(Items for labeling shapes in pictures)
-------------------------

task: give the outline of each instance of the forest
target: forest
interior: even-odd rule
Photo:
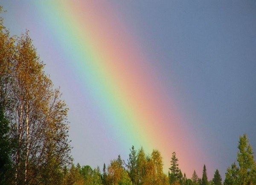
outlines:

-------------------------

◆ AIM OF THE TASK
Can you convert the lines above into a JSON list of strings, one string per line, skipping any blank lines and leaving out the pictures?

◆ WRITTEN ANSWER
[
  "task: give the outline of each instance of the forest",
  "target: forest",
  "interior: even-odd rule",
  "Photo:",
  "outlines:"
]